**Task 1**. From the reflection on the Pak Mun Dam, return the stretch from "I am from Pasadena, California" through "part of life." verbatim.
**Task 2**.
Using the reflection on the Pak Mun Dam, answer these:
(a) How many active dams does it say there are within Los Angeles County?
(b) What was the first thing said by the villagers of Bankum during the exchange?
(c) Where did all of the Asia Pacific Potash Corporation's information about potash mines come from?

**Extract provided**.

## begin

Just like Melissa, I was struck by the relative uselessness of the Pak Mun Dam while doing the pre-trip readings. What shocked me most about it was the insistence of the government and power companies to keep the dam running despite the fact that they were actively losing money. I instantly thought of the first thing we learned on the first day of econ: sunk costs.
When debating the viableness of any option, costs already paid should not factor in. The fact that millions of baht was fed into the creation of this dam is not a good enough reason to let a project that is economically damaging to all investors, let alone the fact that it is destroying the livelihood of the villagers on the river.
I am from Pasadena, California where dams are a part of my daily life. In fact within Los Angeles County there are over 115 active dams that help with water flow, irrigation, and provide electricity to a lot of the city. As well as create reservoirs that I have played in and spent many a vacation at. Before this trip the extent of my knowledge on dams was from the movie “Chinatown” and the memory of visiting the Hoover Dam when I was ten. My story sounds much like Melissa’s who has little knowledge of the negatives effects of dams and just assumed them to be a part of life.
However, after this unit I see the detrimental effects development can have on local population who directly use the river in an effort to maintain their culture and ways of life. The first thing said by the villagers of Bankum during our exchange was their love for the Naga and the yearly phenomena of fireballs flying from the water. This comment and in depth description that followed, allowed me to see that this mythical creature is ingrained in the Thai people. This creature is as much apart of their daily life as eating and fishing.
In building a dam these stories and beliefs fall away and the culture of Thailand is lost. The exotic place that attracts thousands of tourists each year becomes the mall of the US with tract stores. By saying one dam will cause Thailand to lose its culture may seem to be a far stretch, however it is not impossible. In the states very few people know that Native Americans and various indigenous people were forced off their land because they have become invisible in American culture and are simply a part of the past. The dams helped me to see this connection, that no matter the development there will always be a price to pay, but who is paying that price.
Hmm, that’s a really important point: dams are effective in the Pacific Northwest, while destructive in Isaan. I think this stems from trying to apply a particular model of development/energy generation in an area that is culturally and geographically insensitive. In this past Unit (5), the Asia Pacific Potash Corporation had never built a mine before, and all of their information about potash mines came from projects in Canada! Governments and corporations tend to think that what’s successful in one area will work in another area, with some minor tweaking. (False!)
It’s a byproduct of globalization. Just like we find 7-11, McDonalds, and KFC on the other side of the world, we’ll also find replicas of development projects, even when they don’t make sense like Pak Mun Dam. It’s frustrating because development isn’t a one size fits all kind of deal. Ultimately, I think it’s about validating and preserving local wisdom and cultures. I don’t think we can stop development projects, but maybe we can at least make sure they are culturally inclusive, as our vision currently says.

## end

**Entries**.
## begin

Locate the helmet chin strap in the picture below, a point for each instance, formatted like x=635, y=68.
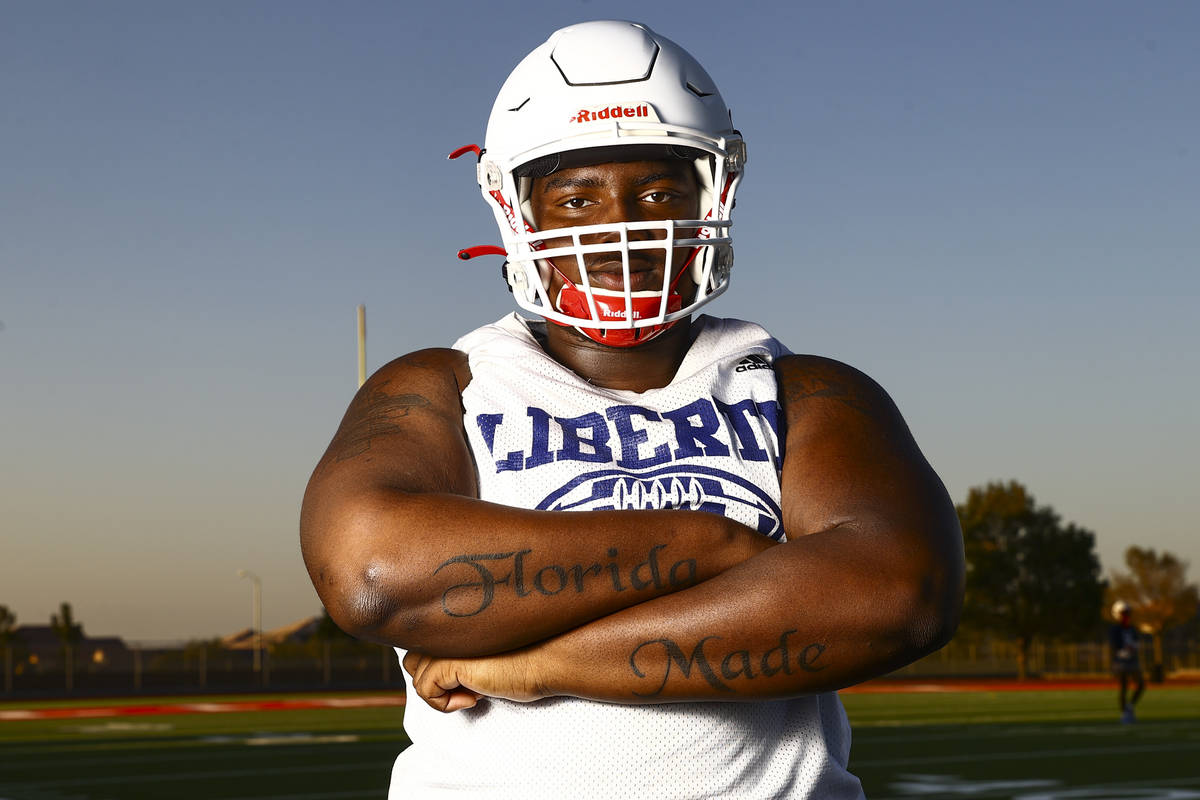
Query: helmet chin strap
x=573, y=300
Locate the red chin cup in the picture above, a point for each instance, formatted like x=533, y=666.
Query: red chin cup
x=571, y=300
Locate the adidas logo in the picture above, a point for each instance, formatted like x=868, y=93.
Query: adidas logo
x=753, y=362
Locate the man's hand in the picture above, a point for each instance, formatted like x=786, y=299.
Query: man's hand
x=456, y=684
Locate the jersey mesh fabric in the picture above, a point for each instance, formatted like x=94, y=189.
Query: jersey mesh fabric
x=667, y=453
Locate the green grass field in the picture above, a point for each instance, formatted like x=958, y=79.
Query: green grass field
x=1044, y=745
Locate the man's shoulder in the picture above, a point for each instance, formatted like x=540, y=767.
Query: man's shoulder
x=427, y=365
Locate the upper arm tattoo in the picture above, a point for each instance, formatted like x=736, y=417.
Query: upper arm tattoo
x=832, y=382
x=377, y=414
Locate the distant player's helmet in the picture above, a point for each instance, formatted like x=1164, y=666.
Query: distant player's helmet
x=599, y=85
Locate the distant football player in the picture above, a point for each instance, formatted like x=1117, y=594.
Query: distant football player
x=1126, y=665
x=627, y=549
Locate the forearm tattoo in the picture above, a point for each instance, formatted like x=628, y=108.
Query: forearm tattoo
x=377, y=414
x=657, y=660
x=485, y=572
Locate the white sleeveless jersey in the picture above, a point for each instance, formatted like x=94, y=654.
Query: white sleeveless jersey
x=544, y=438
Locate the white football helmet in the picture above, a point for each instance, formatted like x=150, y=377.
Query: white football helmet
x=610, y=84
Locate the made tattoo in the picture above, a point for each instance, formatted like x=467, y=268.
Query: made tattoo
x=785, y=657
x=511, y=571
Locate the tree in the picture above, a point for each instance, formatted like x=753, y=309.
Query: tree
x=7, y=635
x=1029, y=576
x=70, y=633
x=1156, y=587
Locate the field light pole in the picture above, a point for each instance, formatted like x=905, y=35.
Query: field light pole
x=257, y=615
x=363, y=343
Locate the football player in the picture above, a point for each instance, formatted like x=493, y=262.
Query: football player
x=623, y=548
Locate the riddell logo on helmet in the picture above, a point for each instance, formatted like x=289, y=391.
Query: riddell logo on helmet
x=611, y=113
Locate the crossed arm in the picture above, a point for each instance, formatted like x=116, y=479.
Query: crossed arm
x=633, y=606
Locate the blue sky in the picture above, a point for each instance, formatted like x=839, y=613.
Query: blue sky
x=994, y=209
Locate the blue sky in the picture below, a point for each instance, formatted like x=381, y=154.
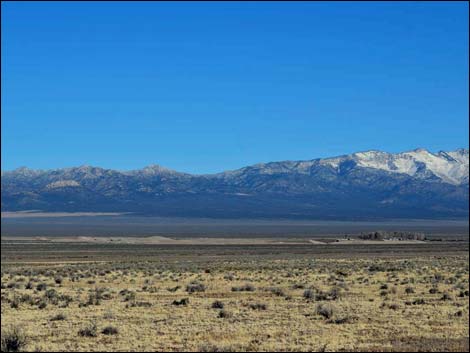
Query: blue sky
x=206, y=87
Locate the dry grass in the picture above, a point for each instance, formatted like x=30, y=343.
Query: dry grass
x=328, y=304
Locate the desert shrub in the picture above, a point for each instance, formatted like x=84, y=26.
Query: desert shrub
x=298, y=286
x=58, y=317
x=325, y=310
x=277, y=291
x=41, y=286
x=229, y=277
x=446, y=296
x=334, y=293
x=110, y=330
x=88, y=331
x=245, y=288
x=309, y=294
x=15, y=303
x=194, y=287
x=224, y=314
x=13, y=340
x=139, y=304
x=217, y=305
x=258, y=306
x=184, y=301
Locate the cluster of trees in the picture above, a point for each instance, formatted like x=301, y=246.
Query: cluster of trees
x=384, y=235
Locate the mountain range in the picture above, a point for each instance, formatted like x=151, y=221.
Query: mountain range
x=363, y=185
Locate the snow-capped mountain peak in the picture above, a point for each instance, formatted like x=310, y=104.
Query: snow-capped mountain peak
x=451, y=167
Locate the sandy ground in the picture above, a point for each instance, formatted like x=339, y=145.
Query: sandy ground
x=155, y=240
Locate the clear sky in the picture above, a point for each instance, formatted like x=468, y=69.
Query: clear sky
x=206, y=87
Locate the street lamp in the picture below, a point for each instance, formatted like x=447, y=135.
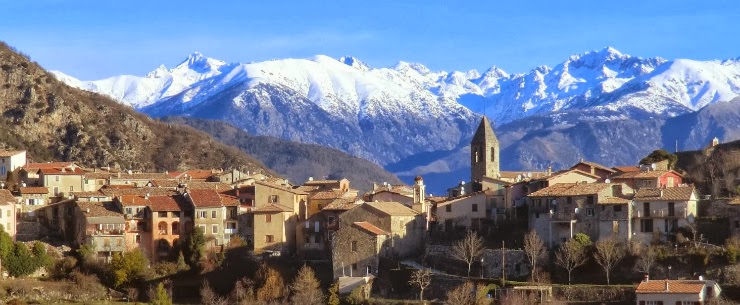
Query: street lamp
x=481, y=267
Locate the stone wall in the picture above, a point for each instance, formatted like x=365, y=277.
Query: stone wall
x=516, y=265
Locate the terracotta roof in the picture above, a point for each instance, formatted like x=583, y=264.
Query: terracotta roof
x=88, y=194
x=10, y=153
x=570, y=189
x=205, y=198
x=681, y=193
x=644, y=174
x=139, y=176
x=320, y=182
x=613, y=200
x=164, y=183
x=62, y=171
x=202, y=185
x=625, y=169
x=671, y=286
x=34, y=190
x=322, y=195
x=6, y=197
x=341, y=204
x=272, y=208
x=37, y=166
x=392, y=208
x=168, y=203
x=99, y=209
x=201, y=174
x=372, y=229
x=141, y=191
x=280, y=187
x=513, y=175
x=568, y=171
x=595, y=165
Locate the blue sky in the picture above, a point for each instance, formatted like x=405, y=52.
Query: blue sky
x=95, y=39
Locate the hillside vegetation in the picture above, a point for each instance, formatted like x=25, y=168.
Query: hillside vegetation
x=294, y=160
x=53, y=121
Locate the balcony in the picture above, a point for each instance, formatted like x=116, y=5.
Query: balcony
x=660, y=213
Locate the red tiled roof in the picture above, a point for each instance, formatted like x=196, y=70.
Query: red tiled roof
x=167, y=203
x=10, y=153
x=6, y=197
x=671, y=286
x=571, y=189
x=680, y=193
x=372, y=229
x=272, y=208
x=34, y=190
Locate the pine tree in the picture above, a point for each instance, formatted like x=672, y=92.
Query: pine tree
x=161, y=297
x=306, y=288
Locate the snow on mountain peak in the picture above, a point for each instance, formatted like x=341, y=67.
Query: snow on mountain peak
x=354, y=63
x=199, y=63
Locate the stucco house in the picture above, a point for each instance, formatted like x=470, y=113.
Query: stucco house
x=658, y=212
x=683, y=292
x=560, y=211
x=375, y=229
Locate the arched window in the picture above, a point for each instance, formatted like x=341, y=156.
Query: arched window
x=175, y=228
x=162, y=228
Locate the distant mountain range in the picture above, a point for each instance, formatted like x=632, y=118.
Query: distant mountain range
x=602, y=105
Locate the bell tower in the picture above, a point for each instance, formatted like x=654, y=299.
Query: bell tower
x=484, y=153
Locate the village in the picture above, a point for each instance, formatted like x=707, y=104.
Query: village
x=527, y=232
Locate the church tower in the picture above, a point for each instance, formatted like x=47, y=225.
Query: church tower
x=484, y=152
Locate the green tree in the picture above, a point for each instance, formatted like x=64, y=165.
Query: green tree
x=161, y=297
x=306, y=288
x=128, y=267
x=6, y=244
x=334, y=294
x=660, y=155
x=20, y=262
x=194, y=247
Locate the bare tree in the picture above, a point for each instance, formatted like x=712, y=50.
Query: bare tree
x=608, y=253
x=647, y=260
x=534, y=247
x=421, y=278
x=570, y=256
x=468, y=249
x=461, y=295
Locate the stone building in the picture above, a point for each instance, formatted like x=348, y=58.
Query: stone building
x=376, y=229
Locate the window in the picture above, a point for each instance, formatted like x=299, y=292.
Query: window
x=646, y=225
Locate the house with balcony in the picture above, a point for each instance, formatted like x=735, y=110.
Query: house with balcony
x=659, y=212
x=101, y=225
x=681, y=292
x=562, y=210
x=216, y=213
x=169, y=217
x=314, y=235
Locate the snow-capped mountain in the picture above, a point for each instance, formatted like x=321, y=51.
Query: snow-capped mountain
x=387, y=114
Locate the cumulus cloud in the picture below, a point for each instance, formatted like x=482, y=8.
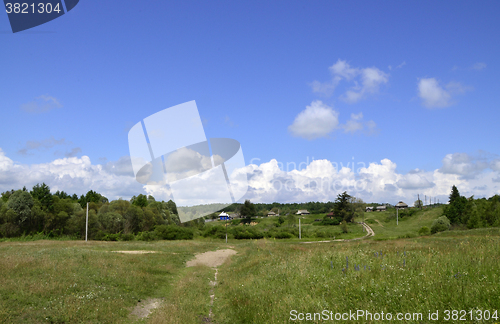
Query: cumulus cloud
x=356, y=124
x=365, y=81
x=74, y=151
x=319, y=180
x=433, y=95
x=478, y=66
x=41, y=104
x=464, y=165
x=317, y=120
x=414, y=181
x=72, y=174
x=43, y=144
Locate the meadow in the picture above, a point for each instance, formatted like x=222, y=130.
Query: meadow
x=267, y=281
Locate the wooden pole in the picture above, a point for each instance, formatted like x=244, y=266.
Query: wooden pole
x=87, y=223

## end

**Full answer 1**.
I am from Pasadena, California where dams are a part of my daily life. In fact within Los Angeles County there are over 115 active dams that help with water flow, irrigation, and provide electricity to a lot of the city. As well as create reservoirs that I have played in and spent many a vacation at. Before this trip the extent of my knowledge on dams was from the movie “Chinatown” and the memory of visiting the Hoover Dam when I was ten. My story sounds much like Melissa’s who has little knowledge of the negatives effects of dams and just assumed them to be a part of life.

**Full answer 2**.
(a) Over 115.
(b) Their love for the Naga and the yearly phenomena of fireballs flying from the water.
(c) Projects in Canada.